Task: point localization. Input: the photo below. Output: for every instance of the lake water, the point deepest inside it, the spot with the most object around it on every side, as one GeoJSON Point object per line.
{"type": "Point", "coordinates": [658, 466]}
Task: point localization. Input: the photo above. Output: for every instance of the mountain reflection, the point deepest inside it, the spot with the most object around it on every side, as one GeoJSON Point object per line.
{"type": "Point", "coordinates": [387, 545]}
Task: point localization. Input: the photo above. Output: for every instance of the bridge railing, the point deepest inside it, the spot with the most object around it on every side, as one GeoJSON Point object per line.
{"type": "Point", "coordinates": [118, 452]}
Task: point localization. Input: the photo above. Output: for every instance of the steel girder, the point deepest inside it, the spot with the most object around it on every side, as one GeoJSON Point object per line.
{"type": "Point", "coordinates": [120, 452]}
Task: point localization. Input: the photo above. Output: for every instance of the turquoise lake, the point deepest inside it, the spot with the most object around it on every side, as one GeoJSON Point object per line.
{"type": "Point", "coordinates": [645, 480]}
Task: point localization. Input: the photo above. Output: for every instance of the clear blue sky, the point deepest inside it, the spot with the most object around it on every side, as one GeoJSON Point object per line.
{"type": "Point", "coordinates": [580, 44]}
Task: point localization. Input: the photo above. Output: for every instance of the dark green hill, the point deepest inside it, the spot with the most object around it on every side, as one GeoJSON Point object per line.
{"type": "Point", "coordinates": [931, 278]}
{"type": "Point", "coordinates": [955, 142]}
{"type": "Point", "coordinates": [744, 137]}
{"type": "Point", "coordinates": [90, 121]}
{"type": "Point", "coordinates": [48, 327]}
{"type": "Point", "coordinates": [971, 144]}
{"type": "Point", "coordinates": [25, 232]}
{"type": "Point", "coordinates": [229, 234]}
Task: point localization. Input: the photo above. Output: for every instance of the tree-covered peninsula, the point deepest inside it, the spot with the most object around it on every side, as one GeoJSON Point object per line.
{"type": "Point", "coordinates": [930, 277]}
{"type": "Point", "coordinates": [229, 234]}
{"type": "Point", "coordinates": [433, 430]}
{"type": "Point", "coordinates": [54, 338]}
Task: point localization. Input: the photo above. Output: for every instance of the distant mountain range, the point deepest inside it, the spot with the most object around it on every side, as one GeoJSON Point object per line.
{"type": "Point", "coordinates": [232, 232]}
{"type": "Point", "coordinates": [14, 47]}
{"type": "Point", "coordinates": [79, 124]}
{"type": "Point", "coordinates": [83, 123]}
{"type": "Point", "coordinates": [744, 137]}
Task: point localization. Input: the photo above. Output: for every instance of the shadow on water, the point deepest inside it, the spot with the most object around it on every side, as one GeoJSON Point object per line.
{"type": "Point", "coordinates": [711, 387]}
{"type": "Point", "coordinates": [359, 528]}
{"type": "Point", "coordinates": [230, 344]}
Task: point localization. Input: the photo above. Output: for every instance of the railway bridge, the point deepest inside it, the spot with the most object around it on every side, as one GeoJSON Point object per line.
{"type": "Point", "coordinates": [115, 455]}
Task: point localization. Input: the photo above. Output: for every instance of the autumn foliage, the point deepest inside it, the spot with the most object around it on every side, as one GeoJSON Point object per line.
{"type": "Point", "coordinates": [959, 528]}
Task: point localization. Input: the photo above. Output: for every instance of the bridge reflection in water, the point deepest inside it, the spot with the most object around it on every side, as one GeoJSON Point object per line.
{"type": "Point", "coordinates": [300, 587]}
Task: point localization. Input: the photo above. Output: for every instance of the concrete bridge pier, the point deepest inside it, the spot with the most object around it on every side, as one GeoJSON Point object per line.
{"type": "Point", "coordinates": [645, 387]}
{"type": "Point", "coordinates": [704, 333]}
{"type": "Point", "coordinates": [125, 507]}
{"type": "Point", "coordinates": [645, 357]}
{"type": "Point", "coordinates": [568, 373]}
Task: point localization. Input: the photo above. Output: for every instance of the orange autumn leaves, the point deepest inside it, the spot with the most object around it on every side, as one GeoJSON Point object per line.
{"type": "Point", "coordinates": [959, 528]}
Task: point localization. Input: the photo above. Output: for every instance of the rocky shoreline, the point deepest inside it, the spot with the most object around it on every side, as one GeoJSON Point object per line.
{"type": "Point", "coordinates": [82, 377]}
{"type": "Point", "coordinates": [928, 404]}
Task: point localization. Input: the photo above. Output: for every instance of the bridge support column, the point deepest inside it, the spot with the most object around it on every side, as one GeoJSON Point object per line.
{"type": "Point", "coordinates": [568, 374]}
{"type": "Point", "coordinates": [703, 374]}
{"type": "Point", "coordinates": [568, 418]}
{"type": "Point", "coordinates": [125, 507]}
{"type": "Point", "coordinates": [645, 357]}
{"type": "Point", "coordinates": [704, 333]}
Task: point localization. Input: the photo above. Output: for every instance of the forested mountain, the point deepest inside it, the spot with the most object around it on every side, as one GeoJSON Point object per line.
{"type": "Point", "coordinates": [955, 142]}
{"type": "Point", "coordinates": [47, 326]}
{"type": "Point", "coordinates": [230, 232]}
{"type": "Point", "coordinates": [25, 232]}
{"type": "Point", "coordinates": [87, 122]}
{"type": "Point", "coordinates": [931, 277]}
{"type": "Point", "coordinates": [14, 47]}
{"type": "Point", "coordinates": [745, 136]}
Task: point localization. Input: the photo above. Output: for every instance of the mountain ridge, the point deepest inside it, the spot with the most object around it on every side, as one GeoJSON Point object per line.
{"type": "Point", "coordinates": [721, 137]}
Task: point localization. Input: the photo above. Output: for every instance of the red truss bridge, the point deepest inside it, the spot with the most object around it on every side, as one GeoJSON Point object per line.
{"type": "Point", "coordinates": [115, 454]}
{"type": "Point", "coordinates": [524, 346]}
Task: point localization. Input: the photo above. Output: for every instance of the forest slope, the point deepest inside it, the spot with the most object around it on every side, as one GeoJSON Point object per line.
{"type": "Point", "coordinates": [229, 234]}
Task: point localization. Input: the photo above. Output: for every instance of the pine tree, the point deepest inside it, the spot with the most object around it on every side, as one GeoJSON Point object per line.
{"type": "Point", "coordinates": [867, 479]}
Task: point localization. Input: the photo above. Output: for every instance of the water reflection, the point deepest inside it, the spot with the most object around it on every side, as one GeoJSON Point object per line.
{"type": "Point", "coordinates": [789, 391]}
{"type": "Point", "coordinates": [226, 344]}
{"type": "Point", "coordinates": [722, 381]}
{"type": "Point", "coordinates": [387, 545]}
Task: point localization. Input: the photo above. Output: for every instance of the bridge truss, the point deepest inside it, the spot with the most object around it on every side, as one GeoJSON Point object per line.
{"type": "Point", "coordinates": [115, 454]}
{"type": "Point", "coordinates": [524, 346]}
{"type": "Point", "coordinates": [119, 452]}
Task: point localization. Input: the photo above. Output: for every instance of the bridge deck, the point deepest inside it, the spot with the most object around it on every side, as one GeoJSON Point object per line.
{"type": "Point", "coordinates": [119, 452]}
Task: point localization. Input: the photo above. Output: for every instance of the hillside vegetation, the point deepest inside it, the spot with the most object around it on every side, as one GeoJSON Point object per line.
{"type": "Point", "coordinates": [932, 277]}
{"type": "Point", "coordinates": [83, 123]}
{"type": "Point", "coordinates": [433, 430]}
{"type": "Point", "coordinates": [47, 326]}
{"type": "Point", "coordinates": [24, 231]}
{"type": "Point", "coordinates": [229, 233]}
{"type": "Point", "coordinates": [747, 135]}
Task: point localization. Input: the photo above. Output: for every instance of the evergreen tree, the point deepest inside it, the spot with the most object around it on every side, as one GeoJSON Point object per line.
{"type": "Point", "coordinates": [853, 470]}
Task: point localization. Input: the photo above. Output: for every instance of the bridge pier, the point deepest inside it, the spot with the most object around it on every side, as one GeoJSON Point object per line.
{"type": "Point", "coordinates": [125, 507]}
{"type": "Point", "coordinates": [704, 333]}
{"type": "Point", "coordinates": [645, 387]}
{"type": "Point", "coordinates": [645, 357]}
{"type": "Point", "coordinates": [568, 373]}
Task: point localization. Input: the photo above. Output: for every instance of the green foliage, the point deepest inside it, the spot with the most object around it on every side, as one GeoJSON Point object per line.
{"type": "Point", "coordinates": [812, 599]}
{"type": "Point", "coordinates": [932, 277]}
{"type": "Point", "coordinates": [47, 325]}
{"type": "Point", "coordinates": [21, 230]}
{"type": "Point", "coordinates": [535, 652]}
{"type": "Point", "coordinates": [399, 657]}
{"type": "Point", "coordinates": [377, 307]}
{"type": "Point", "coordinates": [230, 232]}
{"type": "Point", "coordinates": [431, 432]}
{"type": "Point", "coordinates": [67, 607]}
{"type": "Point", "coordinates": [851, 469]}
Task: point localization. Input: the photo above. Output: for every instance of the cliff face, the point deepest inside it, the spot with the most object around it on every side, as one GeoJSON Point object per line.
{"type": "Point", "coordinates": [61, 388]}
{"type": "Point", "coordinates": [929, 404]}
......
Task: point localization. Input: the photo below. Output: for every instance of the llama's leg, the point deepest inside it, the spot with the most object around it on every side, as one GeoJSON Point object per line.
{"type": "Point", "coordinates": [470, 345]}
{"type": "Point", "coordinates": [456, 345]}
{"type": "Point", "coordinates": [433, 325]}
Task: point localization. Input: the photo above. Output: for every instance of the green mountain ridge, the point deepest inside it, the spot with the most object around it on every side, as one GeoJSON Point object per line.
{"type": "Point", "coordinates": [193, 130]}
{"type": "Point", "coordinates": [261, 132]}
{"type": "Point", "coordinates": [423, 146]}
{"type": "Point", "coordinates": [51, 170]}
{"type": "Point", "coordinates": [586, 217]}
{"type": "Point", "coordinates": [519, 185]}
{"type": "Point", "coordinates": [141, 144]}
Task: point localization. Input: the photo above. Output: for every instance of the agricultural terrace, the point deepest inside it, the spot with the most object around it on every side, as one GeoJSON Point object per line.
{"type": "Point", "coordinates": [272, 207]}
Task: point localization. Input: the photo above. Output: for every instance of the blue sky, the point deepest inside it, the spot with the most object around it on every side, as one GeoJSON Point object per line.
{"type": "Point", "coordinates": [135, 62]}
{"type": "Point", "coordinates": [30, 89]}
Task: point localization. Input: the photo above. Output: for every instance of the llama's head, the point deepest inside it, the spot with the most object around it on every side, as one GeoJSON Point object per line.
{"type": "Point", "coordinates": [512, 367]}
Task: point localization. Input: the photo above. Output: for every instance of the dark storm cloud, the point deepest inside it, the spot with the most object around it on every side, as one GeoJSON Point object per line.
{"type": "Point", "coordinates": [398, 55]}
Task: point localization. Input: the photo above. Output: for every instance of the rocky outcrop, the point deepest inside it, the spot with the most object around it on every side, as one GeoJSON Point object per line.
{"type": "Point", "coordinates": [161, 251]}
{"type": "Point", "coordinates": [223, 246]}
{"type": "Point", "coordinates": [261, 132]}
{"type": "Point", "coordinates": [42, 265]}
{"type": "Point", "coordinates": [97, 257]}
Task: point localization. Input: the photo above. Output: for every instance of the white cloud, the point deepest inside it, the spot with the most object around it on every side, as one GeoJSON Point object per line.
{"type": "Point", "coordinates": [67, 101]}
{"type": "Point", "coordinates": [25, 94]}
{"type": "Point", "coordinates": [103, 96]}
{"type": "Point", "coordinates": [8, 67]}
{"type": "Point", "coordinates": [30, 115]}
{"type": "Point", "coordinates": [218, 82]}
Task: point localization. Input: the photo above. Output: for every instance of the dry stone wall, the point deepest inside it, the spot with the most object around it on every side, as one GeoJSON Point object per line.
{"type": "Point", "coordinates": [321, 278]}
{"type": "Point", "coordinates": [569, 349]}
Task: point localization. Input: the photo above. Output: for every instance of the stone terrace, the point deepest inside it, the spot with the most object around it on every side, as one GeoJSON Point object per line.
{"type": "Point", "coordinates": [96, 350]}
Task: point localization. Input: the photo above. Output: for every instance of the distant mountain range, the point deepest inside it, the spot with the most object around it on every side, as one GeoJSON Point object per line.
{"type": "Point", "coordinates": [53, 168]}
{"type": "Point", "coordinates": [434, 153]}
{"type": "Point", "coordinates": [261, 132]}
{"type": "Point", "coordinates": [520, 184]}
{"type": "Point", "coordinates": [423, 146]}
......
STATED EXERCISE — Show every line of the data above that contains the string "truss", treating case as significant.

TASK SOLUTION —
Task: point localization. Input: the photo above. Output: for every instance of the red truss bridge, the point deepest inside it, the spot with the most object around it on every side, as one GeoJSON Point object per line.
Task: point localization. Input: the photo above. Output: for every instance of the bridge truss, the point deepest inside it, the spot with the most object around it on every side, as one GeoJSON Point object per line.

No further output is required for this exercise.